Considering that Ms Clarke is the owner of the Identity documents and that she
is the one that needs them for her permanent residence application, the
Respondent submits that Ms Clarke is the sole person affected by the Seizure.
[11]
There is no doubt that Ms Clarke is affected by
the Seizure and that she would have standing to challenge the Seizure either
through an application for return of the Identity documents under section 254
of the Regulations or through an application under subsection 18.1 of the Federal
Courts Act. In my view however, there is more to it than that.
[12]
The words “directly
affected” are to be interpreted in the context of the ground of review
on which the application relies (Irving Shipbuilding Inc. v Canada (Attorney General), 2009 FCA 116, [2010] 2 FCR 488, at para 28, leave to appeal
refused, 33208, 2009). In this case, the ground for the review, as stated in
the judicial review application, is that the Seizure contravenes
solicitor-client privilege. This privilege is that of the client, and not that
of the solicitor. It is a personal right operating for the client’s benefit (Lavallee,
Rackel & Heintz v Canada (Attorney General); White, Ottenheimer & Baker
v Canada (Attorney General) [Lavallee]; R v Fink, 2002 SCC 61, [2002] 3 SCR
209; R v Frater, 2008 CanLII 68903 (ON SC), at para 17-18; Hubbard,
Magotiaux and Duncan, The Law of Privilege in Canada, Aurora, Ontario, Canada
Law Book, 2008 at pp 11-56.1).

Data excerpt.

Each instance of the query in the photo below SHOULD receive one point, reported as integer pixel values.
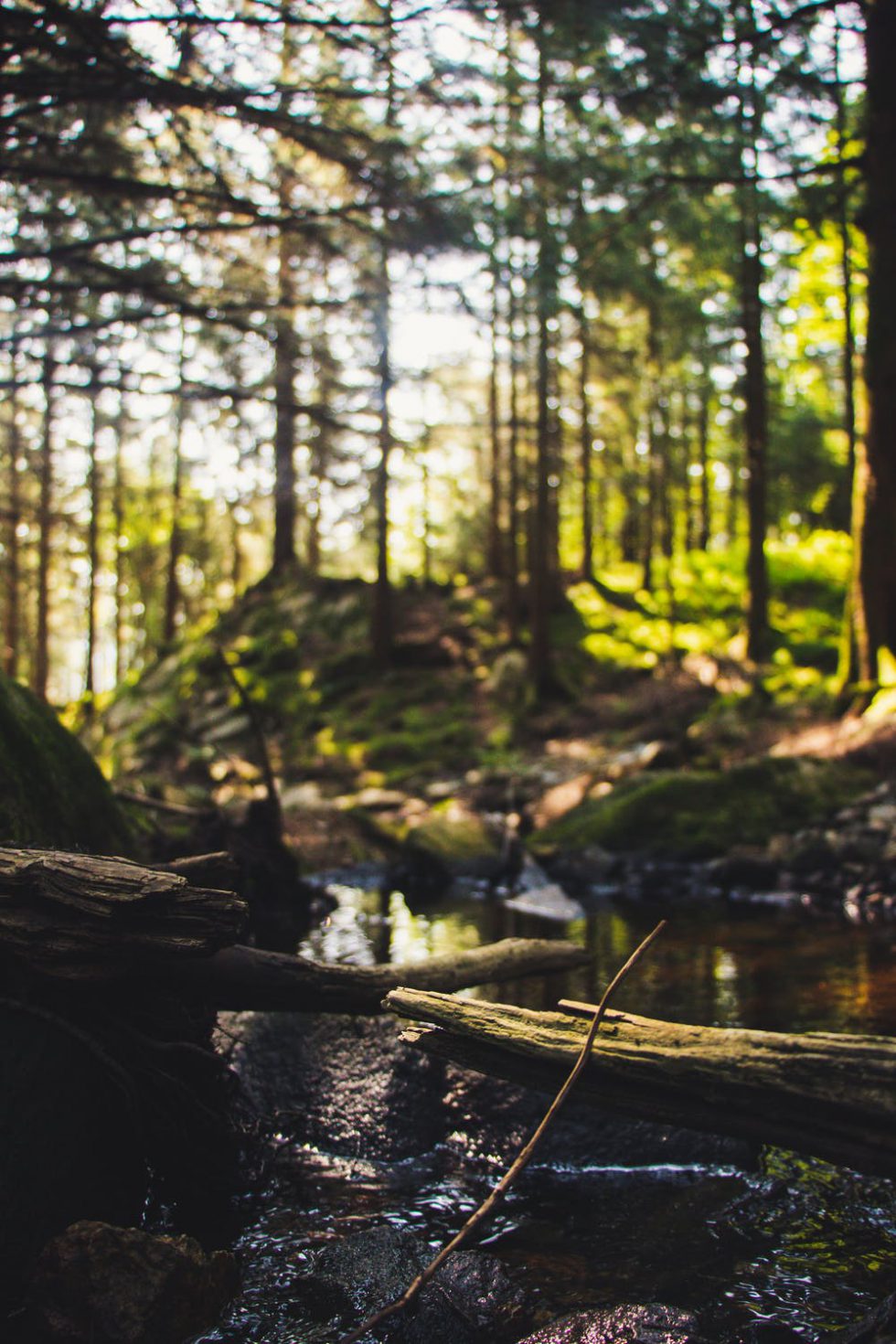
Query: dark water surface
(782, 1243)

List of tasks.
1) In the excerpt on the Seizure, rewrite the paragraph beginning "There is no doubt that Ms Clarke" more briefly, keeping its main facts.
2) Go on with the excerpt on the Seizure, starting after its final sentence.

In response.
1) Ms Clarke is clearly affected by the Seizure. She could challenge it either by applying for return of the Identity documents under section 254 of the Regulations or by applying under subsection 18.1 of the Federal Courts Act. In the author's view, though, there is more to it.

2)
[13]
Therefore, the privilege asserted by the
Applicant as the basis for invalidating the Seizure belongs to Ms Clarke and
operates for her exclusive benefit. In R v Claus, 1999 CanLII 15041 (ON
SC), 139 CCC (3d) 47, the Ontario Superior Court stated that the solicitor may
assert solicitor-client privilege but only if he or she is acting on behalf of
the client.
[14]
The point of who can claim and assert
solicitor-client privilege was an important part of the decision of the Supreme
Court of Canada in Lavallee where it found section 488.1 of the Criminal
Code, aimed at protecting materials possibly protected by solicitor-client
privilege in a search and seizure context, to be unconstitutional. In all
three instances considered in Lavalee materials were seized by the
police from law offices pursuant to warrants and to the procedure prescribed by
section 488.1 and claims of solicitor-client privilege were made by the law
firms on their clients’ behalf.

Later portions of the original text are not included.